- **TASK PROMPT**: Lines from the one containing "bird's eye shown in the photo above." through the final line of the records are the only ones to copy, and each must match exactly.

(Region pointing data)

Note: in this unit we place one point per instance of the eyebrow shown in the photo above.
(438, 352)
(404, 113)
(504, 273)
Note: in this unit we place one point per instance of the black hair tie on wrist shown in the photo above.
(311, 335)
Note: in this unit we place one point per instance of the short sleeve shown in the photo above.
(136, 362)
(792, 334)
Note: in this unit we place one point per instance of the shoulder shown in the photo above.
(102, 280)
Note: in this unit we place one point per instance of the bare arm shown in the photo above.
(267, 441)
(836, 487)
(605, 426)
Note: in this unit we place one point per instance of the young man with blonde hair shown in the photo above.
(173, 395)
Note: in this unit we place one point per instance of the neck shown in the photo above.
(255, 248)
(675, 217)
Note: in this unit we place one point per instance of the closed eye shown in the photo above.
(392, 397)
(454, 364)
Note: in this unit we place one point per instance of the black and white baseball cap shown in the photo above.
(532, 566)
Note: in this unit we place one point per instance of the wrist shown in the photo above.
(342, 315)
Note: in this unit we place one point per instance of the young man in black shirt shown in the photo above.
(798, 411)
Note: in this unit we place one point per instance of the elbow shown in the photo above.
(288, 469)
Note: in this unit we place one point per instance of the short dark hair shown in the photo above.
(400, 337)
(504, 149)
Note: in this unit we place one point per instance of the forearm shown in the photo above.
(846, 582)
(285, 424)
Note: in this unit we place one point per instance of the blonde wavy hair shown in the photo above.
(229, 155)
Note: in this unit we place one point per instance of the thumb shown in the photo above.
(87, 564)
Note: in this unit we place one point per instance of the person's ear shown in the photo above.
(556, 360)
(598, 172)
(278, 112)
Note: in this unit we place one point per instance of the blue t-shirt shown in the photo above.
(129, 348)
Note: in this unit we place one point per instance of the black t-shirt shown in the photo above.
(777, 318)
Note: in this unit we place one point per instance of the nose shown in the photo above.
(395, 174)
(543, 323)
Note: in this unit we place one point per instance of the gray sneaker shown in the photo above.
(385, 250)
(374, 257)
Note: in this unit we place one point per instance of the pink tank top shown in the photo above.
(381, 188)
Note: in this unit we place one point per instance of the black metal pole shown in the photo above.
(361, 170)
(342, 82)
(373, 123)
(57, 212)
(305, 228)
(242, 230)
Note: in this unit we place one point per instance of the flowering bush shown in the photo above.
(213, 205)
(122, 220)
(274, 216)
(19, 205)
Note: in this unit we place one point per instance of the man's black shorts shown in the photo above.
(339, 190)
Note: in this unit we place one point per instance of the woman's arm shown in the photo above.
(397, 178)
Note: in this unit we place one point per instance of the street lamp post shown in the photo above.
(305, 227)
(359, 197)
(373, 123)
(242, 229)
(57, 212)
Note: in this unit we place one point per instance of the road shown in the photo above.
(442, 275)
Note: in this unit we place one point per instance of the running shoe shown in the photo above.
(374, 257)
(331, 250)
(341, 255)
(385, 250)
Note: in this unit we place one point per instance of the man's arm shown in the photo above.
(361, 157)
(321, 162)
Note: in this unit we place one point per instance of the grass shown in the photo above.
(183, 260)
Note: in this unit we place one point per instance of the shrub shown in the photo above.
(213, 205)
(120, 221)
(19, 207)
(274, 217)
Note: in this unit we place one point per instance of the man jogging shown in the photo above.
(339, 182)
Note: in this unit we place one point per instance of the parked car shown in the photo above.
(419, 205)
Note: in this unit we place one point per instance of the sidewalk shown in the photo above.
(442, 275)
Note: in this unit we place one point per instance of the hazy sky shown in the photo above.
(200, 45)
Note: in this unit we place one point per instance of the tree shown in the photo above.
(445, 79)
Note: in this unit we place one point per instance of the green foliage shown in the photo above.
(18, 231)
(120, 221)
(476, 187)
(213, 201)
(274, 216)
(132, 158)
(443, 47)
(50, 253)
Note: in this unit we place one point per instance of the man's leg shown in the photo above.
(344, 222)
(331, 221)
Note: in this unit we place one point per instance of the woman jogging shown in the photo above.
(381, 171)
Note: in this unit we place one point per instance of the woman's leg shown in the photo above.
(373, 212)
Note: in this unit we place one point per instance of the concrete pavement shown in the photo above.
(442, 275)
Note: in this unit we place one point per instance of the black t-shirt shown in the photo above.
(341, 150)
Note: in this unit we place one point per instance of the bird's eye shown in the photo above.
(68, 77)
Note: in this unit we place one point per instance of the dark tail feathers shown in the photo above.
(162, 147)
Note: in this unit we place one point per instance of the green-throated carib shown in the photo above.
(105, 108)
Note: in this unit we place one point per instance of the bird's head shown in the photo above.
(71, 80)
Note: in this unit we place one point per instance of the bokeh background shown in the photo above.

- **TASK RESULT**:
Note: in this unit we place one point per instance of the bird's eye shown in the photo above.
(68, 77)
Note: in this unit we place one point per instance of the dark tail feathers shown in the photo above.
(162, 147)
Note: in this unit we place one point per instance of the green-throated carib shown in the photo above.
(105, 108)
Note: in this unit we place one point per instance of the bird's head shown in the photo above.
(71, 80)
Note: in this unit we place one point per instance of the bokeh background shown in the photo above.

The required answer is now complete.